Swap "leather shoe" for "dress shoe" in the data from the start up to and including the line with "[226,99,233,110]", and reproduce those lines with everything else left unchanged.

[Items from a data source]

>> Start

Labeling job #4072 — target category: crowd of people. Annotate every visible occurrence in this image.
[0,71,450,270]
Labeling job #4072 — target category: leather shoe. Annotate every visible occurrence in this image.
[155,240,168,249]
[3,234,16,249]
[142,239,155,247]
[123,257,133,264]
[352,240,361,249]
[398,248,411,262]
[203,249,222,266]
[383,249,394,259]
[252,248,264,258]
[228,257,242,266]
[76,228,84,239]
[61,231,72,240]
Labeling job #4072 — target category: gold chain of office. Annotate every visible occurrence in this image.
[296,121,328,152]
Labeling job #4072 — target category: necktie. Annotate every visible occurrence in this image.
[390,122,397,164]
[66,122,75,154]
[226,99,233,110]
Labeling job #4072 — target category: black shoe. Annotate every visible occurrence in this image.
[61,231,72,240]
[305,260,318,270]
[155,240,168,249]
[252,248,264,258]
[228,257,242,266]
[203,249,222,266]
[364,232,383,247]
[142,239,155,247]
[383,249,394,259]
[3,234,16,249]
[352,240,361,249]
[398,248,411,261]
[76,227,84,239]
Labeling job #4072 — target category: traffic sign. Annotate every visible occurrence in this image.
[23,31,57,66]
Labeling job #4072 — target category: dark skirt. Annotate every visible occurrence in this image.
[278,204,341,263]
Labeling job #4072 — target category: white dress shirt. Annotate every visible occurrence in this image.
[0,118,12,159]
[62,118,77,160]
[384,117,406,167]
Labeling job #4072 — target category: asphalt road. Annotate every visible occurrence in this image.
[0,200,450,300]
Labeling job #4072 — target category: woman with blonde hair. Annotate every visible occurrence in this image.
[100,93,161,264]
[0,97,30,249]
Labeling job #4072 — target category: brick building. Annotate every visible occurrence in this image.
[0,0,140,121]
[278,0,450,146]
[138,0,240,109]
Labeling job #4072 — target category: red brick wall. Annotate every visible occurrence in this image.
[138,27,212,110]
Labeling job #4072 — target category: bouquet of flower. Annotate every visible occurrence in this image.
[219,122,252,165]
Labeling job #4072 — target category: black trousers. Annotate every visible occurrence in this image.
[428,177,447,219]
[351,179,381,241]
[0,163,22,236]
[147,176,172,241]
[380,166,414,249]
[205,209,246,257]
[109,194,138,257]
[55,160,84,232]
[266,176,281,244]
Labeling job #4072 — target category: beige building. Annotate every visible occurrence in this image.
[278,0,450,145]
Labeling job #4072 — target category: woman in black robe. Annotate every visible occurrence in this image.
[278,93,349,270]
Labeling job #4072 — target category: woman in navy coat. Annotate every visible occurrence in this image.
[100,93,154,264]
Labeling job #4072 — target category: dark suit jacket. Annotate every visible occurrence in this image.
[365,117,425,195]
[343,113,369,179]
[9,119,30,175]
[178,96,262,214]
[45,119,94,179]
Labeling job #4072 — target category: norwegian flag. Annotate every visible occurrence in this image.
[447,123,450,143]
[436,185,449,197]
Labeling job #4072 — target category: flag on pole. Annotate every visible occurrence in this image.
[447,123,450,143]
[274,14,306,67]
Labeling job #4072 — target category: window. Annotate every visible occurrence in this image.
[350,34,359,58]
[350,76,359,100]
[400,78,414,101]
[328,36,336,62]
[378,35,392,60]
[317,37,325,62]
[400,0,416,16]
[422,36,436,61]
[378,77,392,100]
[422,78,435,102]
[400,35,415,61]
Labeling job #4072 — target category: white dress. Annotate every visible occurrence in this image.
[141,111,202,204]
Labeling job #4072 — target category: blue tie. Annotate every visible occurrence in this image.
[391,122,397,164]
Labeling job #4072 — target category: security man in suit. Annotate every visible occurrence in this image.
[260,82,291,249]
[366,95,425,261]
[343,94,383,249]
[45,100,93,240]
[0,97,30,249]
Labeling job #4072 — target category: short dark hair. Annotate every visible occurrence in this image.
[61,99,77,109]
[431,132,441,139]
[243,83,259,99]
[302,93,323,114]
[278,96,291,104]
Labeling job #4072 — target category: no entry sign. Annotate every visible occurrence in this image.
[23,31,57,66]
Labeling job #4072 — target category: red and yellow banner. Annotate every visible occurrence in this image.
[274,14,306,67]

>> End

Full solution
Labeling job #4072 — target category: crowd of people. Annotate every visible occurrence in this image.
[0,71,450,270]
Labeling job #4072 — target category: dress shoe. Annotate every visible occurrence in this image.
[155,240,168,249]
[3,234,16,249]
[142,239,155,247]
[123,257,133,264]
[352,240,361,249]
[398,248,411,262]
[203,249,222,266]
[383,249,394,259]
[252,248,264,258]
[228,257,242,266]
[76,228,84,239]
[61,231,72,240]
Labeling job #4072 — target category: gold chain of office. Annotate every visible occurrence in this image.
[296,121,328,152]
Labeling job #4072 — target category: necktie. Annotate every visible occurrence in this image.
[390,122,397,164]
[66,122,75,154]
[226,99,233,110]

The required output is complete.